> WHAT NEEDS TO BE DONE: Render the items starting at the line containing "Mark one point on each instance of the arched" and ending at the line containing "[(249, 552), (326, 547)]" as a two-column CSV with columns named text and answer. Give one row per item, with its text and its answer each in a single quoted field and line breaks replaced by spaces.
>> Start
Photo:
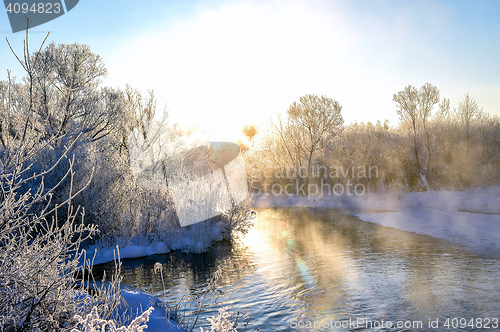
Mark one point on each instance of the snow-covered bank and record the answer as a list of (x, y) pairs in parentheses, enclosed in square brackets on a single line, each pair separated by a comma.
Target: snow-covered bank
[(469, 218)]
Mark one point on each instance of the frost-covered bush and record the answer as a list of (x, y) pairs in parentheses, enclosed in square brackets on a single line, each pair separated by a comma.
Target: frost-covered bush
[(94, 323)]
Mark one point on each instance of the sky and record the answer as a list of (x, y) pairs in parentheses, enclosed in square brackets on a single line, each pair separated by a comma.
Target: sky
[(223, 64)]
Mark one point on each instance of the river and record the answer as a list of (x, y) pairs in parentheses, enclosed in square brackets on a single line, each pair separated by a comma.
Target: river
[(320, 270)]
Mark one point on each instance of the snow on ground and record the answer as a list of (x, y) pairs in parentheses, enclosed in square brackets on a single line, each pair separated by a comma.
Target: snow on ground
[(469, 218)]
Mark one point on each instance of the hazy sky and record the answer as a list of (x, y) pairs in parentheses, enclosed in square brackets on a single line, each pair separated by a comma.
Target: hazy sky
[(223, 64)]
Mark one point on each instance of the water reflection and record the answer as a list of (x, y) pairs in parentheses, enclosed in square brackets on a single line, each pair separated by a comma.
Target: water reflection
[(318, 265)]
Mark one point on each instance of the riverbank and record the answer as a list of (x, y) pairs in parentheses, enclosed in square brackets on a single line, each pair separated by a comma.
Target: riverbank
[(469, 218)]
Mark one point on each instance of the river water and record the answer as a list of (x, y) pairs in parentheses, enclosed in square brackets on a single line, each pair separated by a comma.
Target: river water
[(319, 270)]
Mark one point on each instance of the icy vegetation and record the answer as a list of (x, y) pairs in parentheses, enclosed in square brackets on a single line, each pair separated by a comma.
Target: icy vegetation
[(469, 218)]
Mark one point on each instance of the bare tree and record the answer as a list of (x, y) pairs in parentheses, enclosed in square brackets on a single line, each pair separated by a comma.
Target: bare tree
[(466, 111), (415, 107)]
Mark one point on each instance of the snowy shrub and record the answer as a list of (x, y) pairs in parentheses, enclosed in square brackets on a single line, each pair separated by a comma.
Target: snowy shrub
[(221, 323)]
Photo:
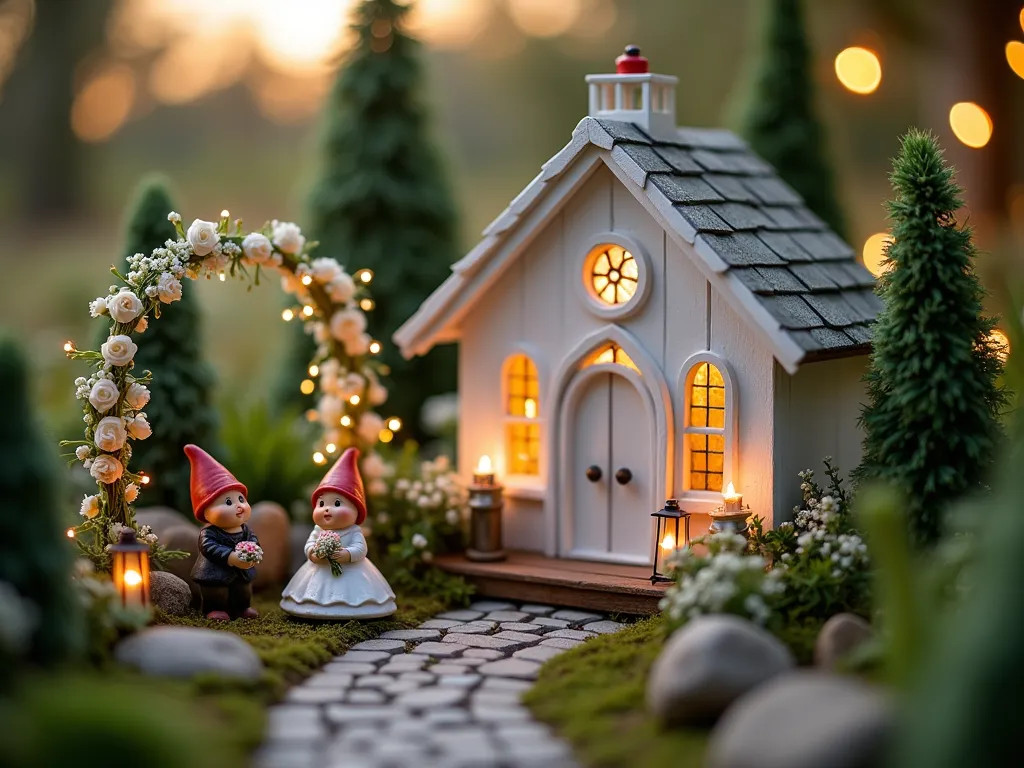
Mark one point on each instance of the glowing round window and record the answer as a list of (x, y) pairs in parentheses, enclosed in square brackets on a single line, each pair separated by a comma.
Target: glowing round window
[(613, 274)]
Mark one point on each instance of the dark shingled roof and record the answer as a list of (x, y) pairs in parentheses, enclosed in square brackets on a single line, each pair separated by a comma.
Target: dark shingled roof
[(801, 271)]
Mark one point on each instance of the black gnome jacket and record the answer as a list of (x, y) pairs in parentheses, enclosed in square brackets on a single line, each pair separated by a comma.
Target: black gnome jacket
[(214, 547)]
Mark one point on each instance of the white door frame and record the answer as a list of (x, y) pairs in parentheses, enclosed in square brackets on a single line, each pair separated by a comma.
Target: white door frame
[(653, 389)]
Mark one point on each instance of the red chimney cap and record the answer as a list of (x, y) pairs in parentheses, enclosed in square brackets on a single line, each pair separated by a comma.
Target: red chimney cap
[(631, 62)]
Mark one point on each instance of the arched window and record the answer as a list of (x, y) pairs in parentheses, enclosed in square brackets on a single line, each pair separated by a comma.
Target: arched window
[(706, 420), (522, 430)]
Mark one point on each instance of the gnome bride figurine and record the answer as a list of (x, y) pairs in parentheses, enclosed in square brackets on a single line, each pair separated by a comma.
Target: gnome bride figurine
[(228, 551), (337, 582)]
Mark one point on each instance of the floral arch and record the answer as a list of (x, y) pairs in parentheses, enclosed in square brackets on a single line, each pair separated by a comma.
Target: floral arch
[(330, 301)]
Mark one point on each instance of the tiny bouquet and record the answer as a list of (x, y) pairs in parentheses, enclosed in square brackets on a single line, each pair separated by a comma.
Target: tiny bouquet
[(249, 552), (326, 547)]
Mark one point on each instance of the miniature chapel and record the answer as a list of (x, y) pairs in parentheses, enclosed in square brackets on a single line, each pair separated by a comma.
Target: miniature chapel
[(655, 315)]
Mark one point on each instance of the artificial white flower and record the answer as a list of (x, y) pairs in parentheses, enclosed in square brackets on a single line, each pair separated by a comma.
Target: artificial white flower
[(119, 350), (137, 396), (169, 288), (203, 237), (341, 289), (111, 433), (288, 237), (90, 507), (103, 395), (325, 270), (347, 325), (370, 427), (124, 306), (107, 469), (139, 428), (257, 248)]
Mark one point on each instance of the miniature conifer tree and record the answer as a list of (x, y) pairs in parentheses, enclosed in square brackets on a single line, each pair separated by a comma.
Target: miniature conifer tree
[(35, 556), (180, 409), (382, 201), (932, 423), (776, 113)]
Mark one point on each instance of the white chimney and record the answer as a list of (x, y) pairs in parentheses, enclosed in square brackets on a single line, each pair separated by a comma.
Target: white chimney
[(633, 94)]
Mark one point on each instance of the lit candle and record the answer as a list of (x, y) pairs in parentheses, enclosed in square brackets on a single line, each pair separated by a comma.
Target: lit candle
[(484, 472), (733, 501)]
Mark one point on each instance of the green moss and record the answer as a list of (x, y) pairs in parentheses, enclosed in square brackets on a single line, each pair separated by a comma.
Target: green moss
[(594, 696)]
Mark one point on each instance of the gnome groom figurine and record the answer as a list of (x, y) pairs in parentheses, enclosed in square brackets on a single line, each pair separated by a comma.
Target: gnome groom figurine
[(222, 570)]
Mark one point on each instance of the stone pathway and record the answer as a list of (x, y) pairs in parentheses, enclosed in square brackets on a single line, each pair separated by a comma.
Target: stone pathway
[(442, 695)]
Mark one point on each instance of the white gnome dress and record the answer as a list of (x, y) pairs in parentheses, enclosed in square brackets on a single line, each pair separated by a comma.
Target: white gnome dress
[(360, 591)]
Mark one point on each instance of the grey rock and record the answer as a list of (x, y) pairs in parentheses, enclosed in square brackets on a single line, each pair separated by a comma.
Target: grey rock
[(804, 719), (517, 668), (272, 526), (461, 615), (185, 651), (839, 636), (388, 646), (414, 635), (170, 593), (708, 665)]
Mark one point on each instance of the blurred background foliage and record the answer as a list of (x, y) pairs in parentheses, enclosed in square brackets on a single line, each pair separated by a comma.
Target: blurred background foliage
[(223, 99)]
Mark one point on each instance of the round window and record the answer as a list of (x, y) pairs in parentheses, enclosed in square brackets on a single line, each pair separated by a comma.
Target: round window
[(612, 274)]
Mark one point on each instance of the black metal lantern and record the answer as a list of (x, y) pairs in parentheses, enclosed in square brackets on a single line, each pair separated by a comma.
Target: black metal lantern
[(667, 538), (131, 570)]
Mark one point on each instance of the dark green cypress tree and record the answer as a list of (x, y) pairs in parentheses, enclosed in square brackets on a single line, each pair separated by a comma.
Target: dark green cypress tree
[(180, 410), (35, 556), (776, 114), (932, 423), (382, 201)]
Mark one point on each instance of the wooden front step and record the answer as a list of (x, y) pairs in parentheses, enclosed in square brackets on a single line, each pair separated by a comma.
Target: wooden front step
[(528, 577)]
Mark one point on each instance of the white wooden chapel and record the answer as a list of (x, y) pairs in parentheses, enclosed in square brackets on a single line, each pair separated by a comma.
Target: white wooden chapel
[(656, 314)]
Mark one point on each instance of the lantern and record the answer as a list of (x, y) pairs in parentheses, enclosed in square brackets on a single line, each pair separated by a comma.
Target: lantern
[(667, 537), (131, 570)]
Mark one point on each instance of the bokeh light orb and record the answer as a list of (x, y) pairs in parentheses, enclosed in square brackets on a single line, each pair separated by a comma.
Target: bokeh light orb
[(858, 70), (971, 124)]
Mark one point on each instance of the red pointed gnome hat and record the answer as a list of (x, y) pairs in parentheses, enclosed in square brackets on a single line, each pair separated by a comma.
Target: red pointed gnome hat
[(344, 478), (209, 479)]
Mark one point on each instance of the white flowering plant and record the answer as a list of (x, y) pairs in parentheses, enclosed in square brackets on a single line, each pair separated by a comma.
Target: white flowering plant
[(331, 304), (725, 579)]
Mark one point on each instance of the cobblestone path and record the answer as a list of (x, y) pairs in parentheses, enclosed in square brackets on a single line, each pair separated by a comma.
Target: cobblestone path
[(442, 695)]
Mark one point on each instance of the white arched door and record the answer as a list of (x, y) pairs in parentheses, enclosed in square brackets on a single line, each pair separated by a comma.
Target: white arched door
[(608, 467)]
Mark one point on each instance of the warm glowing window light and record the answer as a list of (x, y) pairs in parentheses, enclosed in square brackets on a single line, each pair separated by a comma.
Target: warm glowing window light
[(971, 124), (875, 253), (858, 70)]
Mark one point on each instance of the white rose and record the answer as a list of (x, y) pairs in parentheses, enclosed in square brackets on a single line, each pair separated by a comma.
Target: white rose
[(90, 506), (107, 469), (370, 427), (347, 324), (124, 306), (119, 350), (169, 288), (257, 248), (325, 270), (358, 346), (203, 237), (103, 395), (137, 396), (111, 433), (341, 289), (288, 238), (139, 428)]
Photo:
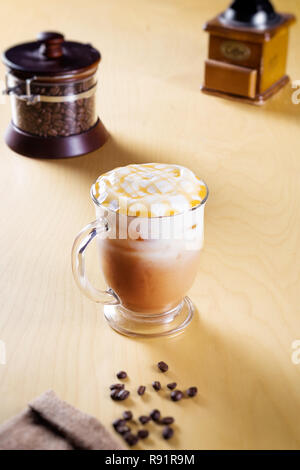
>> End
> TASK RESULT:
text,answer
"Mark one point on each instance of the arched window and record the answer as a list of (x, y) pairs in parentheses, enclosed in square brackets on a single line, each pair separated by a comma. Target: arched window","[(706, 420), (522, 430)]"
"Mark one point on each instance of the gnome bride figurine and record the answer as a list of (x, y) pairs in parentheses, enclosed in square brackets on a single line, each pair separated by a comma. Target: gnome bride figurine","[(228, 551), (337, 582)]"
"Mark one point on each instance of the floral arch and record the answer as a list of (x, y) pairs in parentheses, enclosed in square brackets on a single line, each pair separated by a comma. Target: floral arch","[(330, 301)]"
"Mark one point on each instance of the tiny bouquet and record the answer as a list of (x, y) pairs in parentheses, enclosed in square brackets on a single line, each pair separated by a comma. Target: tiny bouquet","[(249, 552), (326, 547)]"